— BEGIN —

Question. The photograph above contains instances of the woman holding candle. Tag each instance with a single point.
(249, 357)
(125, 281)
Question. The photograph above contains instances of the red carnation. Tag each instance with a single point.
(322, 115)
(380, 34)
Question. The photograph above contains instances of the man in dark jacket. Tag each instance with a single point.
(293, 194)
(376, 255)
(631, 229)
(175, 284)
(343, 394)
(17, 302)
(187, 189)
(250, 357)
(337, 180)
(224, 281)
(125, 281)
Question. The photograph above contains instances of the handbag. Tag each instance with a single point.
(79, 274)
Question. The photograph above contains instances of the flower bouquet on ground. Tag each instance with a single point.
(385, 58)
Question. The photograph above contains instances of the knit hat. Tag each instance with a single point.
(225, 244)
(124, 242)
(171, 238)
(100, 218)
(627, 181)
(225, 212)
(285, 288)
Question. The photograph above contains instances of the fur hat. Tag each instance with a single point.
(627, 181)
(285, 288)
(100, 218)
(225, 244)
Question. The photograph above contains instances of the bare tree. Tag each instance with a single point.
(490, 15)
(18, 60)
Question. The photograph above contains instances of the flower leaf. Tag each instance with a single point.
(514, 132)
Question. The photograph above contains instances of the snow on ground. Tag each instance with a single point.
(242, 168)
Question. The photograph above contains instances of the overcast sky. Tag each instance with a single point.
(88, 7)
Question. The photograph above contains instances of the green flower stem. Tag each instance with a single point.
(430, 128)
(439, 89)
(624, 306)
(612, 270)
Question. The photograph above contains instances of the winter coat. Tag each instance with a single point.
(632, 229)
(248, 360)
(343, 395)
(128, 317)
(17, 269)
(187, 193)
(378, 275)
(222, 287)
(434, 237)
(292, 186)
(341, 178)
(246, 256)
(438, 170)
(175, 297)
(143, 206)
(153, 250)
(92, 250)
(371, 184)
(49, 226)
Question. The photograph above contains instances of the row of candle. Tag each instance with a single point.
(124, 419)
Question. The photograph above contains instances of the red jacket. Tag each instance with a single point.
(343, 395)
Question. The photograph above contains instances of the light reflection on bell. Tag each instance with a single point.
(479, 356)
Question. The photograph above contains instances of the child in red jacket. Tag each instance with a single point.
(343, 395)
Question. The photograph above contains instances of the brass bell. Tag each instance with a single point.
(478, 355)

— END —

Print all of the lines above verbatim, from the first line through the last, without any alteration.

## Full output
Question. The photograph above contains instances of the woman holding candle. Tag each instance with a single point.
(249, 357)
(125, 281)
Question. The photograph above contains instances of the red carnation. Tag each instance with a single point.
(322, 115)
(380, 34)
Question. The photograph above contains instances of the man in dark jacket. Tag each instance with a single point.
(293, 194)
(376, 255)
(631, 229)
(175, 284)
(343, 394)
(17, 302)
(187, 189)
(250, 357)
(337, 180)
(224, 281)
(125, 281)
Question. The photograph above contains instances of the handbag. Tag each instance with a single point.
(79, 274)
Question. The photograph above contains instances of the flower bouquet on ground. Tag each instance with a single point.
(385, 58)
Question. The photograph above contains instances of the knit hat. Tag each instance with a single point.
(225, 244)
(124, 242)
(171, 238)
(100, 218)
(627, 181)
(225, 212)
(285, 288)
Question. The photograph above contains instances of the fur hat. Tag each instance with a single point.
(627, 181)
(285, 288)
(100, 218)
(225, 244)
Question. The photograph above contains instances of the bare tree. Tag each instance with a single point.
(490, 15)
(18, 60)
Question. The photograph above contains instances of the flower leaf. Tag each instance with a single point.
(514, 132)
Question. The photograph above contains instances of the snow on ground. Tag each instance with a single point.
(242, 168)
Question. The photograph above contains instances of the overcast sky. Tag each instance with a single point.
(88, 7)
Question. The photograph above contains instances of the green flower stem. Tag each instance with a single point.
(430, 128)
(439, 89)
(624, 306)
(612, 270)
Question. The photograph above contains instances of the winter coat. Tag each instance with a single point.
(632, 229)
(248, 360)
(343, 395)
(128, 317)
(17, 269)
(187, 193)
(378, 275)
(222, 287)
(434, 237)
(292, 186)
(341, 178)
(246, 256)
(438, 170)
(175, 297)
(143, 206)
(153, 250)
(92, 250)
(371, 184)
(49, 226)
Question. The photograph above contains instances of the row of candle. Tag each instance with a single point.
(124, 419)
Question. The photograph above contains instances of the red jacket. Tag each instance with a single point.
(343, 395)
Question. The photograph above contains instances of the light reflection on bell. Tag each instance with a single point.
(479, 356)
Question. The photograph above contains instances of the child in red jacket. Tag each instance with a single point.
(343, 395)
Question. The photograph above contains instances of the brass bell. Tag each instance with a single point.
(478, 355)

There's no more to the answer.